Could you change every "instance" to "item" in the stretch of records from the line containing "Where can the concrete wall" through the line containing "Query: orange boom lift", and give back only those lines with nothing else altered?

(Entries from a point annotation set)

┄┄┄┄┄┄┄┄┄┄┄┄┄┄┄┄┄┄┄┄

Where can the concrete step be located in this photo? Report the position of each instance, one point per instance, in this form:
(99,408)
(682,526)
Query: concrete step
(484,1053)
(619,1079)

┄┄┄┄┄┄┄┄┄┄┄┄┄┄┄┄┄┄┄┄

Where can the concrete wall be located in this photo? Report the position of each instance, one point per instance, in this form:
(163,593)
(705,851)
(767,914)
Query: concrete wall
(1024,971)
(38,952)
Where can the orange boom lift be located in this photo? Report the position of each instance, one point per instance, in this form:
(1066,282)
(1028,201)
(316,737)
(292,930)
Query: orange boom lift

┄┄┄┄┄┄┄┄┄┄┄┄┄┄┄┄┄┄┄┄

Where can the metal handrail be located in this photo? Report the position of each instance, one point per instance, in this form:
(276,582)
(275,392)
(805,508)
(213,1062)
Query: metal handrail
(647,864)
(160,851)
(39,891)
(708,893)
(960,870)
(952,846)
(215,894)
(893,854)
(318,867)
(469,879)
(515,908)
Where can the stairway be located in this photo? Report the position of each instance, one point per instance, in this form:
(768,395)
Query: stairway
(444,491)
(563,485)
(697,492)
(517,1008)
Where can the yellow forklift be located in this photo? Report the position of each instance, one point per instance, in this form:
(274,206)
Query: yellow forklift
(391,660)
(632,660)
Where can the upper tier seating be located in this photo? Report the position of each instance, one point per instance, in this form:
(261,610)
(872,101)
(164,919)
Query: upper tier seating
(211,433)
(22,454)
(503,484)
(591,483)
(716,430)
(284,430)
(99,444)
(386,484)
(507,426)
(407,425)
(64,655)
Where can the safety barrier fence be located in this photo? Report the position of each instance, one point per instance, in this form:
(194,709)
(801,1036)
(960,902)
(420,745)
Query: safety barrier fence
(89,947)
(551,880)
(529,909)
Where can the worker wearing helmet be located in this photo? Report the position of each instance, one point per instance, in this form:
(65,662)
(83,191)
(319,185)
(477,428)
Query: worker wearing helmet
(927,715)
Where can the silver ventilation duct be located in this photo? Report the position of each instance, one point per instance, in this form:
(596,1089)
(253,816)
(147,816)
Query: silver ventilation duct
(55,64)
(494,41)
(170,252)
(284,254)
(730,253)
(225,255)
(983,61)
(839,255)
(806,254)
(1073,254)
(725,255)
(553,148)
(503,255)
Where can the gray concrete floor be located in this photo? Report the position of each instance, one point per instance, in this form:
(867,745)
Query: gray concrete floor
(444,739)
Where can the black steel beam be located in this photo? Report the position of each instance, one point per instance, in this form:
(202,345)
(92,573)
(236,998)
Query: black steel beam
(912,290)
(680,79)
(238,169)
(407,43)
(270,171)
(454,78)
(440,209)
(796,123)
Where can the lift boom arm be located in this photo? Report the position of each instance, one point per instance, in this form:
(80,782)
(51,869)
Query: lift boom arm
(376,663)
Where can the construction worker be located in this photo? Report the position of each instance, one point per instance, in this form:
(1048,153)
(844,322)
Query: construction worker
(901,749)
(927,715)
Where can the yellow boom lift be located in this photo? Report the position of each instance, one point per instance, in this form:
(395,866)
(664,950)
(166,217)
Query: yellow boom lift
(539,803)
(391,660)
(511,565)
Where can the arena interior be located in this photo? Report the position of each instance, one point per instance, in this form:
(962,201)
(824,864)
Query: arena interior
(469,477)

┄┄┄┄┄┄┄┄┄┄┄┄┄┄┄┄┄┄┄┄

#### [Task response]
Where can the concrete wall be located in this photo? Report the position of each item, one point per item, in this form:
(163,593)
(705,851)
(767,914)
Query: concrete wall
(1024,971)
(38,952)
Where can the orange boom lift be located in this photo? Report the position of each item, one point per item, in this form:
(1066,282)
(1028,201)
(316,737)
(292,930)
Query: orange boom lift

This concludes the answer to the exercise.